* [EXTRACTED ENTRIES]:

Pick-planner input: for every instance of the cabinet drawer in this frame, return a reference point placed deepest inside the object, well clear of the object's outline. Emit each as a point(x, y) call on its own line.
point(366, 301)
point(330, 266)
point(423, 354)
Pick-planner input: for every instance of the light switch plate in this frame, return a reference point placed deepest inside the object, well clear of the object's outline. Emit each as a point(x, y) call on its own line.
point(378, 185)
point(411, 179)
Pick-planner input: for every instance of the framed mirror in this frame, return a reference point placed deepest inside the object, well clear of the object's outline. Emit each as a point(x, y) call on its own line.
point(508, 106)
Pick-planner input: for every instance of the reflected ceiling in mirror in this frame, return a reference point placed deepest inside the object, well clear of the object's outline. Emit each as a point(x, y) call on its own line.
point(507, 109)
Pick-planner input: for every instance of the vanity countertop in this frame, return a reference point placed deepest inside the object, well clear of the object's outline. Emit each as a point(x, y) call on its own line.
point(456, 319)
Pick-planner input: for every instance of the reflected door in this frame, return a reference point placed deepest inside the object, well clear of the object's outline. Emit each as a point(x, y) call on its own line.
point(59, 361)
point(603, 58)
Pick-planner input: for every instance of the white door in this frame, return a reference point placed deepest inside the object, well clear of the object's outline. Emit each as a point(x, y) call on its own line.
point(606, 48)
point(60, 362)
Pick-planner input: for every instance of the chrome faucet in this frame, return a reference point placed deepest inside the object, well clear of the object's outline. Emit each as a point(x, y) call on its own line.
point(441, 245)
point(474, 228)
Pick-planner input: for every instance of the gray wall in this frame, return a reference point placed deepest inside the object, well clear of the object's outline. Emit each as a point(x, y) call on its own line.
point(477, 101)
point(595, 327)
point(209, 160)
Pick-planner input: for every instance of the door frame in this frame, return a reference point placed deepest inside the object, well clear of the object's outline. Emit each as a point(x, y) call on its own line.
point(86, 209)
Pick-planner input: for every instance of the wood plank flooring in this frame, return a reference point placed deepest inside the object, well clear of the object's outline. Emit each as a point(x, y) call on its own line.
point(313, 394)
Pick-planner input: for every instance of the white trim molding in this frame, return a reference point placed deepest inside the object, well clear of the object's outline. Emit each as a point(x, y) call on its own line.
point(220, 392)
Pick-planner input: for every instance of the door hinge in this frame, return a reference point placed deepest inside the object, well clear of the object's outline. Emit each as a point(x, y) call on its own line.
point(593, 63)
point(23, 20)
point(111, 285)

* [WHAT THE TASK REQUIRES]:
Copy the full listing above word for word, with every line in its original order.

* [PROBLEM SOLUTION]:
Pick-planner input: for every instance of the cabinet drawer in this frame, return a reference point placed deepest inside the object, well clear of the object's outline. Emit each as a point(x, y) call on its own line.
point(366, 301)
point(330, 266)
point(423, 354)
Pick-planner input: for every instance of the light switch plate in this frame, return a reference point placed deepest inside the object, well clear of the object's outline. Emit each as a point(x, y) call on its own line.
point(378, 185)
point(411, 179)
Pick-planner input: for every instance of the framed mirror in this frame, return a reference point placed deepest inside the object, well clear of the object's outline. Emit each as a point(x, y) call on its own line.
point(508, 106)
Pick-planner input: for every instance of the reflected ceiling in mirror in this frame, return a reference point placed deepest inside the object, well clear of the object's outline. Emit each as a point(x, y) call on its own line.
point(507, 109)
Pick-planner input: for every instance of the vanity countertop in this frame, return a reference point placed deepest inside the object, well clear of the object's outline. Emit each as a point(x, y) call on its own line.
point(456, 319)
Pick-planner input: for every instance of the reflected door in this frame, return a reference point placed deepest inside the object, well clear of the object's outline. Emit each as a point(x, y) call on its own line.
point(59, 361)
point(603, 58)
Pick-planner input: for every instance of the white door in this frame, return a reference point placed deepest inside the object, well clear of the object's outline. Emit each as a point(x, y) call on its own line.
point(606, 48)
point(60, 362)
Pick-planner input: for every instance of the chrome faucet in this frame, return a reference point placed deepest inside the object, well clear of the object's outline. Emit each as a point(x, y) call on its own line.
point(441, 245)
point(474, 228)
Pick-planner input: for every instance of the gray wall in this frame, return a reference point placed deepest inside the object, well clear of the object's outline. Emit each as a point(x, y) call on its own line.
point(477, 101)
point(595, 327)
point(209, 160)
Pick-planner input: for every instance of the door frame in this frame, return a reference point placed deepest inside the object, well clear of the object's outline. Emit each as a point(x, y) call on its own line.
point(86, 209)
Pick-planner input: for every instance of the wood plank flooring in this frame, return a reference point placed deepest inside the object, well clear of the object's outline. Emit each as a point(x, y) call on its own line.
point(313, 394)
Pick-planner input: for every instance of the white trim molding in this frame, return a reference point placed deepest inside the object, well clear of the object's outline. Emit each as a point(x, y) call on its own line.
point(220, 392)
Pick-planner input: for every instance of the door hinge in this frame, return a reference point placed deepest inside the object, well clear of the object's outline. Emit each as a point(x, y) call on its own line.
point(593, 63)
point(23, 20)
point(111, 285)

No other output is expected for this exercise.